### Задание
Продолжите отрывок о быте утонченной московской буржуазии, начав сразу после его последнего предложения.

### Фрагмент документа
★ ★ ★ ★ ★ ★ ★

Гиршманы были симптомом; такие четы появились повсюду; мужья — приносили субсидии обществам, с твердым упорством козлов добиваясь чего-то от нас; жены — томные, очень красиво рождались из пены кисей и алмазных созвездий Венерами и обретали смысл жизни… в романах с новаторами; Москва, ставшая фабрикой Ев и Венер, загремела по миру: костюмами, вкусами, «Декамероном»109.
Раз я, засидевшись в гостях, провожал одну Еву, имевшую обыкновенье гутировать всякий талант с точки зрения выбора товара у Елисеева:110 этот — семга, а тот — лососина; она на извозчике таяла паром сочувствий ко мне; я ей был благодарен; она же, превратно поняв благодарность, открыла мне душу свою: муж — уехал: одна:
— «Не хотите ко мне? Выпьем чаю». Поехали: тут раздалось — недвусмысленное:
— «Так не будем терять драгоценного времечка». Сообразивши, покрылся холодной испариной, став
Подколесиным;111 ссадив на подъезд, — косолапо простился: и — прочь от нее; лихачу бросив трешницу, с пустым карманом тащился домой через город, ворча, что «терять драгоценное время для сна» на пустые разъезды — действительно дорого стоит здоровью.
Быт утонченной буржуазии этого времени — «Декамерон»! Евы воображали: они возрождают
— «Сели с края, — останетесь без взаимности».
Так расхождение в понимании «драгоценного времечка» не отразилось ничем, кроме шутки.

★ ★ ★ ★ ★ ★ ★

(Записи набора данных)
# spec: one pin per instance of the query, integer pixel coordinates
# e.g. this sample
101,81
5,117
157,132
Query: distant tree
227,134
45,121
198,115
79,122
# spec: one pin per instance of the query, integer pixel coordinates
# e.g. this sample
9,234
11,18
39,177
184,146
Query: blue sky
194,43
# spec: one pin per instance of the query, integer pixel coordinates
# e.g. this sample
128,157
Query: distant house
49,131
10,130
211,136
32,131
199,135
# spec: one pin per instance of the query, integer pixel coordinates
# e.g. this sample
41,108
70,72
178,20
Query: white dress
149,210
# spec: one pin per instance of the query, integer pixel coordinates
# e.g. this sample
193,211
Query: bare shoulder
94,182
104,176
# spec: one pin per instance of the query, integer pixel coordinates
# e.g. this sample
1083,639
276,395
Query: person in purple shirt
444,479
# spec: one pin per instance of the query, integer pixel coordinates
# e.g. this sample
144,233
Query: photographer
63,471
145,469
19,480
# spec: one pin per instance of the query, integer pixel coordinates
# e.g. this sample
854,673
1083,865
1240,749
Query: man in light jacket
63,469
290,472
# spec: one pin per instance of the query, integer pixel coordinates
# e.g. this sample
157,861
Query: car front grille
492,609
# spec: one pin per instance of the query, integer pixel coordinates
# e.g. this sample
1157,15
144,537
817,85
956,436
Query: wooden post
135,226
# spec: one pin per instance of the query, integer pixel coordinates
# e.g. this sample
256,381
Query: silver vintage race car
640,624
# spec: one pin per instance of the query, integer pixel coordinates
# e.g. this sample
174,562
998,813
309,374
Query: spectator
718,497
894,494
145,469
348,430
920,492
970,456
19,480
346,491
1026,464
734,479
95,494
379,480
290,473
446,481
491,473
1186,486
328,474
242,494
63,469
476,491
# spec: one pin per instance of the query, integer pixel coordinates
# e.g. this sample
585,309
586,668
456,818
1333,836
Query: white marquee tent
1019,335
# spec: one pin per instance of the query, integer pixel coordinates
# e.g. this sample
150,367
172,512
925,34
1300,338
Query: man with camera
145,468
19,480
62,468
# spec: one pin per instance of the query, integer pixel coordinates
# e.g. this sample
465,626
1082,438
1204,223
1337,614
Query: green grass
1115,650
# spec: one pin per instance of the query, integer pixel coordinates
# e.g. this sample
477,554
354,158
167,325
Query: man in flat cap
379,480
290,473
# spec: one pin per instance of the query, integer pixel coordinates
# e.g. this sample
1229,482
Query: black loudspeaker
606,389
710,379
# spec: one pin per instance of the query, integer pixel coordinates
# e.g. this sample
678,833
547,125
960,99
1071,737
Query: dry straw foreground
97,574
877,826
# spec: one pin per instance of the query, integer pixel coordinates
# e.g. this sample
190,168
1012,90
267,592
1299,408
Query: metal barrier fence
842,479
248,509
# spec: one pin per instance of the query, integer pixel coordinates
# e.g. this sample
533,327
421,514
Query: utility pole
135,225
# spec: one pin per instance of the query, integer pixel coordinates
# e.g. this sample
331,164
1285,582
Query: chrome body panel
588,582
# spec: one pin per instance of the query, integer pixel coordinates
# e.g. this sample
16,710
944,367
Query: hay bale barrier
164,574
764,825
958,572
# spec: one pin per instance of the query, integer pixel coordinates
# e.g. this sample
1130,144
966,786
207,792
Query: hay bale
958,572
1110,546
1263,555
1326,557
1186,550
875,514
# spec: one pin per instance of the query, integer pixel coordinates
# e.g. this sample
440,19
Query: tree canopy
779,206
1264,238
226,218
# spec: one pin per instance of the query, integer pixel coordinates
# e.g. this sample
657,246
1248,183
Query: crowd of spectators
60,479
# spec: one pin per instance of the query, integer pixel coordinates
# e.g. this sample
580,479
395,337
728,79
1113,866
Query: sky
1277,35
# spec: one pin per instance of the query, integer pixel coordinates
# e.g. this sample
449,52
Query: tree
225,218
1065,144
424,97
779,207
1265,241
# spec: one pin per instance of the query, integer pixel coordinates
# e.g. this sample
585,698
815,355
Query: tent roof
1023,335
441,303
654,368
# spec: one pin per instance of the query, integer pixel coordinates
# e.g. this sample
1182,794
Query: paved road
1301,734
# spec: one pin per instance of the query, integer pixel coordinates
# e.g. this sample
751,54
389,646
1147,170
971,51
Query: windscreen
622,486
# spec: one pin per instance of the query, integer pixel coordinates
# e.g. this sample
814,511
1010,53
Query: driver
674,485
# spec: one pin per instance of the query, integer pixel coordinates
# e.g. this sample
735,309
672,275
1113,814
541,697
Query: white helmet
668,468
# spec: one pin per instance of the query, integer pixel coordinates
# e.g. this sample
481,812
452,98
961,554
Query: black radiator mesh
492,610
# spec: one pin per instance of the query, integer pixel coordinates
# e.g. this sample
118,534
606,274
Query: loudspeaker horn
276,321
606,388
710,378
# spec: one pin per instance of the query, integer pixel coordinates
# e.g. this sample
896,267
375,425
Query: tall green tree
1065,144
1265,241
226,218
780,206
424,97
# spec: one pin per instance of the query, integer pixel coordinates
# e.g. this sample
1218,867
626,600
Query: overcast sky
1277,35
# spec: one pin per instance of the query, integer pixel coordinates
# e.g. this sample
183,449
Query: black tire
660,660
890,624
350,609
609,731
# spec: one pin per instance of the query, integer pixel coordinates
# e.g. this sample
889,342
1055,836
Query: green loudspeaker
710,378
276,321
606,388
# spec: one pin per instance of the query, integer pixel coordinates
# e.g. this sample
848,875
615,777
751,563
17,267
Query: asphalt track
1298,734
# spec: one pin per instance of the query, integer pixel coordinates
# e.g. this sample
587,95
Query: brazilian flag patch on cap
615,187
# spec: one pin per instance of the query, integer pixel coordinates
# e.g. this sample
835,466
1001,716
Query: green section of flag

★ ★ ★ ★ ★ ★ ★

### Ответ
Но — возвращусь к комитету.
Иван Иванович Трояновский, душа комитета, незабываем; ему было лет пятьдесят, а он, как ребенок, носился с каждым достижением Ларионова, Кузнецова, Судейкина; друг Грабаря, ценитель «Мира искусства», перенесший симпатии на группу тогдашних буянов искусства, — он был моде чужд, увлекаясь всю жизнь далеко не модным занятием: разведением орхидей; он был уже серый, не бурый; небольшого росточку, с носом, загнутым в торчки усиков, крепкий и верткий, он едко иронизировал вместе с Грабарем, но не был — «натюрмортом», как Грабарь, взрываясь сердечным энтузиазмом, делавшим его присутствие незаменимым в «Эстетике».
Брюсов в ней представительствовал; ее субсидировал Гиршман; Трояновский, ее душа, вбирал в себя интересы художников, поэтов и музыкантов; этот доктор, ботаник, картинолюб, был убежденным «весовцем», что сказалось в политике мелочей и в самом отборе членов; он боролся с уклонами символизма, делаясь злым и бросаясь отовсюду на помощь Брюсову; глядя на эту фигурку, летающую гогольком, с трясущимся хохолком, со сверкающими глазками, в цветном жилете, бросающую ручку направо, налево, подмигивающую тому, этому и потом мимо всех несущуюся к столу, чтоб пружинным движеньем схватить председательский колокольчик и, выгнувшись, с перетирами ручек открыть заседание, — глядя на эту фигурку, невольно вставало:
«Политик… не интриган ли? Как маневрирует?»
А он тенорочком низал чуть-чуть в нос пробегающие быстрой ящеркой фразочки, часто полные едкостей; думалось:
«Этот доктор — фанатик!»
Стоило же с ним вдвоем посидеть, и — открывалась вся его доброта; он с младенческой нежностью предавался мечтам о своих орхидеях, «Эстетике», Ларионове, Брюсове, нас; он бывал политичен — из пылкой горячности; просто зоркая умница, сидевшая в нем, видела издалека все готовимые интриги; от этого и казался пристрастным этот мечтатель и любвеобильный отец, ставший отцом всех, любивших «Эстетику», за которую — с кем не бодался он? С политиками он был политик; а в умении сглаживать углы — искуснейший дипломат.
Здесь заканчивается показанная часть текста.